Whenever a line in the entries below contains the string "SELECT", copy that line.

[Data supplied]:
((

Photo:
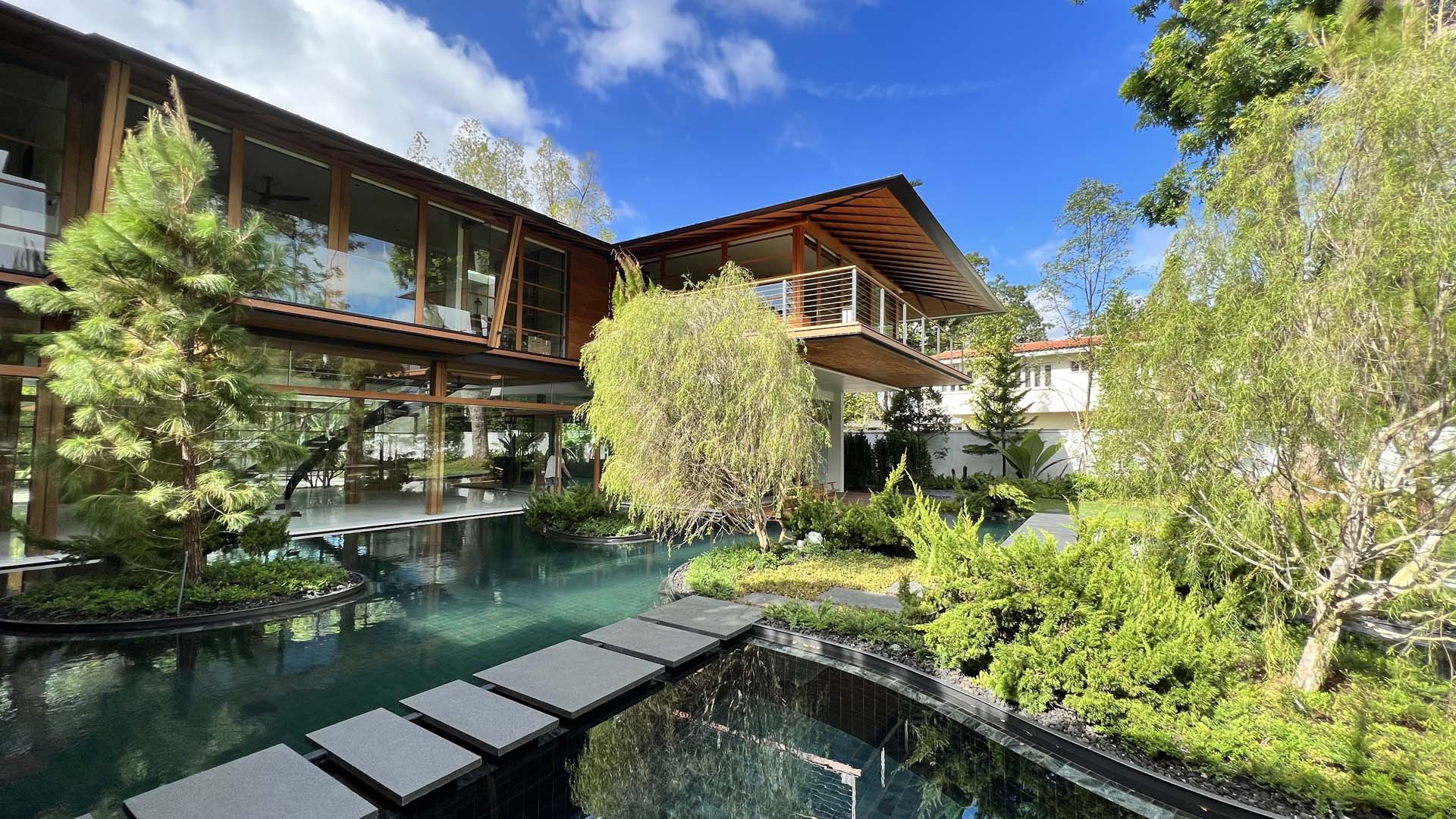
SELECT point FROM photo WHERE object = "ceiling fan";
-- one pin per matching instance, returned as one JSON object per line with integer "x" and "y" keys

))
((

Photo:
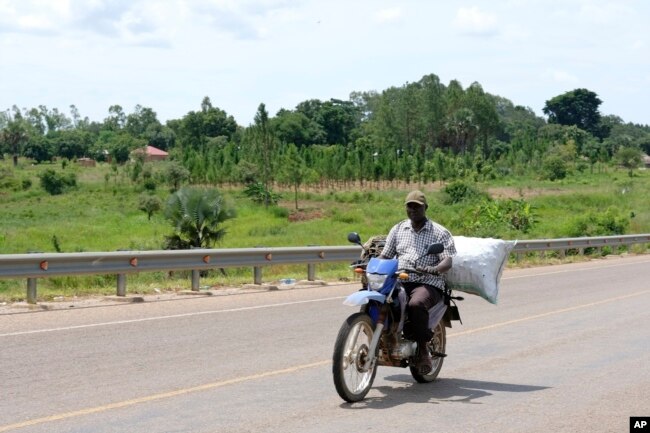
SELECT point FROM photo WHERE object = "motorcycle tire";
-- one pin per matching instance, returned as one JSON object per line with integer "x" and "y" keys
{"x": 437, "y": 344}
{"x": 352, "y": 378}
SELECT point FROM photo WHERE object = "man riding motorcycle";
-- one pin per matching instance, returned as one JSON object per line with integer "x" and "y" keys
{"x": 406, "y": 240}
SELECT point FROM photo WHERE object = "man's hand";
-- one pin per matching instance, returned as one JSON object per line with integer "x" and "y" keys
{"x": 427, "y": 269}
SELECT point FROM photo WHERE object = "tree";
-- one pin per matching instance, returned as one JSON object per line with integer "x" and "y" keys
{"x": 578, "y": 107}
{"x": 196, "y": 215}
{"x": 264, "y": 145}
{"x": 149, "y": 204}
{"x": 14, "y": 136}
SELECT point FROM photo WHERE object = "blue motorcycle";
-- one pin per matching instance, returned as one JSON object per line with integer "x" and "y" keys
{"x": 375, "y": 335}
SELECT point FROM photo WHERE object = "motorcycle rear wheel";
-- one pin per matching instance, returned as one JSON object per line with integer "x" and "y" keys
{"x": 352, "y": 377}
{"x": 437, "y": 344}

))

[Output for this exercise]:
SELECT point FROM photo WHERE object = "ceiling fan";
SELECT point FROM photo WHERE object = "motorcycle tire";
SELECT point FROM photo WHERE object = "man riding motorcycle";
SELECT point FROM photo WHERE object = "man's hand";
SELECT point FROM photo WHERE object = "tree";
SELECT point FROM photo WHERE object = "blue motorcycle";
SELECT point FROM photo WHERE object = "motorcycle rear wheel";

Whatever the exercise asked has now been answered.